**** Information shown ****

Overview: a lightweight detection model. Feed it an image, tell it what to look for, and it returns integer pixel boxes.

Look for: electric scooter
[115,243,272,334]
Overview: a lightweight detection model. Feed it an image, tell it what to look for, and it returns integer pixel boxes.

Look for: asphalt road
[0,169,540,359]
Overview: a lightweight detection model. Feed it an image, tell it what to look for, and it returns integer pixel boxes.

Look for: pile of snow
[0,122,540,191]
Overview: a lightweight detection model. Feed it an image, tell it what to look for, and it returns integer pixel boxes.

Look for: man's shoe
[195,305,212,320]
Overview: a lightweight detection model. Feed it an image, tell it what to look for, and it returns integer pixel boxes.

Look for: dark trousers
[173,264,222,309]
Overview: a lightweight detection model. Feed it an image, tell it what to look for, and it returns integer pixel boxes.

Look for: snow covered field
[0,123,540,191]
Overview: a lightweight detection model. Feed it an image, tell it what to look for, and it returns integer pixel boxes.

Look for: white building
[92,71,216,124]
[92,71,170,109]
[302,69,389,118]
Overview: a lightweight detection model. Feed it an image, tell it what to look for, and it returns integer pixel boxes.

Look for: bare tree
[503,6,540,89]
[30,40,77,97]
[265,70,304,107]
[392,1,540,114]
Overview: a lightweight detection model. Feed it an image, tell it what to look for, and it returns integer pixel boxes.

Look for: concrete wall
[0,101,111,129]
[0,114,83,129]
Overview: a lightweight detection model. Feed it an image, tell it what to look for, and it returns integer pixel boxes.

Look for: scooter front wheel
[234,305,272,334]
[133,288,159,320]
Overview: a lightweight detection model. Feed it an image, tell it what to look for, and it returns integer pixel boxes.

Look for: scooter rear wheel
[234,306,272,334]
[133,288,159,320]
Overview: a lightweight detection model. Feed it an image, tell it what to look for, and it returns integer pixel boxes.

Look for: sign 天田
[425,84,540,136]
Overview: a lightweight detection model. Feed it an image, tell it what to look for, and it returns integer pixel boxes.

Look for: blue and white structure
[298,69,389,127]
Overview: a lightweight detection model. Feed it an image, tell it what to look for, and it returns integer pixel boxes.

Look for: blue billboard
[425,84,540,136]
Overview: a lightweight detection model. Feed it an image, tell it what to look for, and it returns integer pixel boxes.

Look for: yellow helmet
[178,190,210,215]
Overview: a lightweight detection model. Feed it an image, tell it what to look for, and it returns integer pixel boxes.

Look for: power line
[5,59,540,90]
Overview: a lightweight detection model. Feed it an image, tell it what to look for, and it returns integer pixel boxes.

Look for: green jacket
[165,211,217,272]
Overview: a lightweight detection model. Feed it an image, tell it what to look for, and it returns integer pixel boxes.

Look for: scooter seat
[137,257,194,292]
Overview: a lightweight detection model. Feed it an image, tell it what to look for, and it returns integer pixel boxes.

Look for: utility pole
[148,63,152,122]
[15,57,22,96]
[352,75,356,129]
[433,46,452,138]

****

*Required work*. Copy out each line of the entries above that contains the word "white".

*Answer to this problem*.
Look for: white building
Look for: blue and white structure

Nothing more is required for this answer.